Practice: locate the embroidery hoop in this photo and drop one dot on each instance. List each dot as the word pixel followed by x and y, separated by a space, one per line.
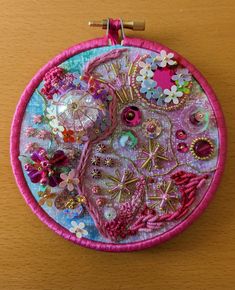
pixel 15 139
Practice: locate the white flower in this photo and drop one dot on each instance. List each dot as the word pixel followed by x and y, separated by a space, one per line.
pixel 78 229
pixel 172 95
pixel 69 180
pixel 146 70
pixel 164 59
pixel 56 127
pixel 182 75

# # # # # # #

- What this task involves: Make an exact printout of the listing above, omitting the images.

- Exercise output:
Practice: locate the embroidery hoop in this photo and drop one dot on each instance. List each dot as the word pixel followed by x and y, separated by a space, one per line.
pixel 15 139
Practice: locate the white flower in this photo and drop one dot on each instance. List each dot as the word pixel followed by x and y, separated by a space, one per line.
pixel 78 229
pixel 172 95
pixel 69 180
pixel 146 70
pixel 164 59
pixel 56 127
pixel 182 75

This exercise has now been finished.